[Exercise instructions] Everything from the line containing "Would you mind annotating the rear side" through the final line of the records must be transcribed verbatim; nothing else belongs in the result.

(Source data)
-- Start --

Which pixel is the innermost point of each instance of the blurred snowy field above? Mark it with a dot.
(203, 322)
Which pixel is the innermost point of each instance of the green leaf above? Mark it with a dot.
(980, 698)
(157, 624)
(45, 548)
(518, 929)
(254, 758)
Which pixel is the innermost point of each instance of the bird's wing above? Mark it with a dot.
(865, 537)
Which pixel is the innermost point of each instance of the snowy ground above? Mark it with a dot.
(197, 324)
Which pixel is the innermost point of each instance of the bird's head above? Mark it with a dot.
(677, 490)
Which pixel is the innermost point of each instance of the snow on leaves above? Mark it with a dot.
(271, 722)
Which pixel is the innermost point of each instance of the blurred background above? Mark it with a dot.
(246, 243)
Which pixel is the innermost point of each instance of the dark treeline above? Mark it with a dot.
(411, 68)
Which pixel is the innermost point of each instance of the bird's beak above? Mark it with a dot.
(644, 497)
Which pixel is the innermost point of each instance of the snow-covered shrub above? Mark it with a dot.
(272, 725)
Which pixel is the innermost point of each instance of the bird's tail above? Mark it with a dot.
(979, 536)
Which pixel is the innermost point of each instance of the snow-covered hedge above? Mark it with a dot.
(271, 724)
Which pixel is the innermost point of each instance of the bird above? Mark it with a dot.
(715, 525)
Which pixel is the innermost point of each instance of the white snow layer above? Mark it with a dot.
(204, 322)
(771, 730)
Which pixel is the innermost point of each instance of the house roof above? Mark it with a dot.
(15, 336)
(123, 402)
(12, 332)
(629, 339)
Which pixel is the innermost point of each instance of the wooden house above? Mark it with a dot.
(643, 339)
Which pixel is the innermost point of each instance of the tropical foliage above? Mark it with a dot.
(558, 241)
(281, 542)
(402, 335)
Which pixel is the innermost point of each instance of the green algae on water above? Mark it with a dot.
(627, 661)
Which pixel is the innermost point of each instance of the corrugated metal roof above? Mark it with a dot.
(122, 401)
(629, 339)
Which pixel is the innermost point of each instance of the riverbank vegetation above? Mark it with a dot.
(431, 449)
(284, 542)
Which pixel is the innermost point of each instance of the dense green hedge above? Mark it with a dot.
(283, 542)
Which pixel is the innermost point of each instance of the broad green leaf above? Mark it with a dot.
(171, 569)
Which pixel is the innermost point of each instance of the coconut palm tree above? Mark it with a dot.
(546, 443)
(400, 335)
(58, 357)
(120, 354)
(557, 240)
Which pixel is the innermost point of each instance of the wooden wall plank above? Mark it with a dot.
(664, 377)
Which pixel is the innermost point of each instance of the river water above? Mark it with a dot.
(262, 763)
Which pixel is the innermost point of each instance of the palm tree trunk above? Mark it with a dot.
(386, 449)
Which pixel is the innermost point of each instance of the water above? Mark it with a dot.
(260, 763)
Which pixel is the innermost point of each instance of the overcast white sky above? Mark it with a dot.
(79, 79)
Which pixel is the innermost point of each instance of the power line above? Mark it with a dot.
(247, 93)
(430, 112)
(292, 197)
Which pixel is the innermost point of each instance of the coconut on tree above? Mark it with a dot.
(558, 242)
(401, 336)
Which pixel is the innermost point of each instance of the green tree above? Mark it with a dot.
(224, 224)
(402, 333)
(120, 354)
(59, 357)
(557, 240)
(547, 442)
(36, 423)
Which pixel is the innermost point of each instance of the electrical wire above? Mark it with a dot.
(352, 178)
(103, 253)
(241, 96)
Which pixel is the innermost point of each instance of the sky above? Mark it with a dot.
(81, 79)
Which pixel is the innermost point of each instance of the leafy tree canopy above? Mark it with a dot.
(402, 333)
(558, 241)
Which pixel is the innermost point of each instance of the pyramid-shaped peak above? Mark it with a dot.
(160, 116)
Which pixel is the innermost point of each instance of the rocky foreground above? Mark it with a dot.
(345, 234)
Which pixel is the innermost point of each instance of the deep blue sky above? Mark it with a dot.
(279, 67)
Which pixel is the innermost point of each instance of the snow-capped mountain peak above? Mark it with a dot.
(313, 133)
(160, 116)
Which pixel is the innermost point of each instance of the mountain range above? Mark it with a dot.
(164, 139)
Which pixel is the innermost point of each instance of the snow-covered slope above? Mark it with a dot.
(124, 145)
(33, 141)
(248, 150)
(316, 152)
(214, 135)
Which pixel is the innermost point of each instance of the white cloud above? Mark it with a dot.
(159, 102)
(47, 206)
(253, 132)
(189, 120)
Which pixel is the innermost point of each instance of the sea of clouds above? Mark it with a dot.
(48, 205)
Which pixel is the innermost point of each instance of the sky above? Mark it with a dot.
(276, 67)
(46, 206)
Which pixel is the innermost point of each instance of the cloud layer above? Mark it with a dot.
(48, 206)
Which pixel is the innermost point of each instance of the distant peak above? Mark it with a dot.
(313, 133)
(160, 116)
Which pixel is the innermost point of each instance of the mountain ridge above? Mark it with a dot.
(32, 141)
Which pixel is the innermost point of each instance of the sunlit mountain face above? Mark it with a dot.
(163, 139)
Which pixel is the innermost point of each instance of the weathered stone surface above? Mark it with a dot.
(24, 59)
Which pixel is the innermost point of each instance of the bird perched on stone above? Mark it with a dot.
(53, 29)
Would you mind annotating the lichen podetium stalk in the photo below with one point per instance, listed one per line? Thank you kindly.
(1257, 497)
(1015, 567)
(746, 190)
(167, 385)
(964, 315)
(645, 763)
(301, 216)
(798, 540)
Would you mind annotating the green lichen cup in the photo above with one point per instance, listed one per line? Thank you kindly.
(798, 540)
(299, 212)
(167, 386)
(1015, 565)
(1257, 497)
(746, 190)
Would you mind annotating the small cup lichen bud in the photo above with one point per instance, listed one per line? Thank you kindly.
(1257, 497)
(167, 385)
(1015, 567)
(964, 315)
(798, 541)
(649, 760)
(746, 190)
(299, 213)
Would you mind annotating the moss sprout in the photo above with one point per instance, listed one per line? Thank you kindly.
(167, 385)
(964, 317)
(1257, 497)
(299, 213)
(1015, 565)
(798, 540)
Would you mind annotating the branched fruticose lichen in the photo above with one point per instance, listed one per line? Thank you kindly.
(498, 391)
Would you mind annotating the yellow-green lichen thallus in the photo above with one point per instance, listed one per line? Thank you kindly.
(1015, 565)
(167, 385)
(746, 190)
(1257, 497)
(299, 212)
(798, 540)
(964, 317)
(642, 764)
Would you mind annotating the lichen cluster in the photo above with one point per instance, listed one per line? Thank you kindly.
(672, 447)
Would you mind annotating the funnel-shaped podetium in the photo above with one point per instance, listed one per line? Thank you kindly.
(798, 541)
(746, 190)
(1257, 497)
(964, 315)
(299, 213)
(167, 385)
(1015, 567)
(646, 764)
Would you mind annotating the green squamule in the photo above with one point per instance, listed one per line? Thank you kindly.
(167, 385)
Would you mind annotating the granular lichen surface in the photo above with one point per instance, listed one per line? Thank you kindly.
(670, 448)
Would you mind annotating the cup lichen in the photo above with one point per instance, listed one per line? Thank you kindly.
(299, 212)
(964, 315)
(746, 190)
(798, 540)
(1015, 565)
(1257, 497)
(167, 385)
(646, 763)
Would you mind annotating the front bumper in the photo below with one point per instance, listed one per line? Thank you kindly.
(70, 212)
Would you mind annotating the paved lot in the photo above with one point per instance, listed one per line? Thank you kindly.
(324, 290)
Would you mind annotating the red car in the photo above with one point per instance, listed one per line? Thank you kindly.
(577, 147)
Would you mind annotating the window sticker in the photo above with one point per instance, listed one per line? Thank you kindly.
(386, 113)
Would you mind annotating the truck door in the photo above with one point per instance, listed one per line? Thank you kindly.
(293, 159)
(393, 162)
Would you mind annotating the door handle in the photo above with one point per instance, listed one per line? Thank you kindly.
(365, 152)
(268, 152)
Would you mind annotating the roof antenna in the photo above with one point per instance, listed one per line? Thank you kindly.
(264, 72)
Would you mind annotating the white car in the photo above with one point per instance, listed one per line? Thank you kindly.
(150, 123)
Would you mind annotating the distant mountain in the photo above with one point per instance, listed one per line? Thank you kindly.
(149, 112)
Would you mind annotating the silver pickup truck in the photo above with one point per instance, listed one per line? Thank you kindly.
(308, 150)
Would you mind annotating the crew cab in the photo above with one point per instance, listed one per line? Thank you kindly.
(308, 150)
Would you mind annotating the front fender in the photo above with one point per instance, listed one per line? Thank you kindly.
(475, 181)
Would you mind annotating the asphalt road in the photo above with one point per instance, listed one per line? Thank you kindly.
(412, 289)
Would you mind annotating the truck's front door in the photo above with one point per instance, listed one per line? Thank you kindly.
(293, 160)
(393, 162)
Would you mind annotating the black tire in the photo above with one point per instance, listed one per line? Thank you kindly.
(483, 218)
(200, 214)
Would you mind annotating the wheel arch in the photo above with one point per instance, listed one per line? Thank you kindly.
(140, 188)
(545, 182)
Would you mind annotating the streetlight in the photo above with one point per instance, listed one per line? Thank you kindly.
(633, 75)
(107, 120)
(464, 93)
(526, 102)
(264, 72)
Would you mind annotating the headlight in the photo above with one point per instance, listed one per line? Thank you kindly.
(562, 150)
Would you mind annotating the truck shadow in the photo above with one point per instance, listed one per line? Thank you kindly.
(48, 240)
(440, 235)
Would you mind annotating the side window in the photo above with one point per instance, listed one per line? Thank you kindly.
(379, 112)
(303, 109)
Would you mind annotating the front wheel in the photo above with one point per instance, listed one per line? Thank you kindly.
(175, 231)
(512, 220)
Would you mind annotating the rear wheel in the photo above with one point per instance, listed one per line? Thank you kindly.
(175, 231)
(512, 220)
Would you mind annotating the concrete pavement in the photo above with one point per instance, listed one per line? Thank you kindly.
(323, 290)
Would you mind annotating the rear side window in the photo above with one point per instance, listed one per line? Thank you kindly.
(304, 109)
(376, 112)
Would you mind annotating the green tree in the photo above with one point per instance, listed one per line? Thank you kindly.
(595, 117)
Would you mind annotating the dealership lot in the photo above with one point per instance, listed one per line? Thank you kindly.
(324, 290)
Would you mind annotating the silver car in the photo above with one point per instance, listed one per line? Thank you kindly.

-- End --

[Correct output]
Would you mind annotating the rear side window in the photo above with one point per instance, listed one per line? Thank you kindly.
(304, 109)
(376, 112)
Would you mind annotating the green tree in the photo above with one point per instance, listed one per line? Thank you kindly.
(595, 117)
Would you mind annotating the dealership lot in the photo above with one point per instance, listed one per line? Thank you kindly.
(324, 290)
Would you mind annotating the silver car in the photo above with one point per instance, listed one per line? Thank you kindly.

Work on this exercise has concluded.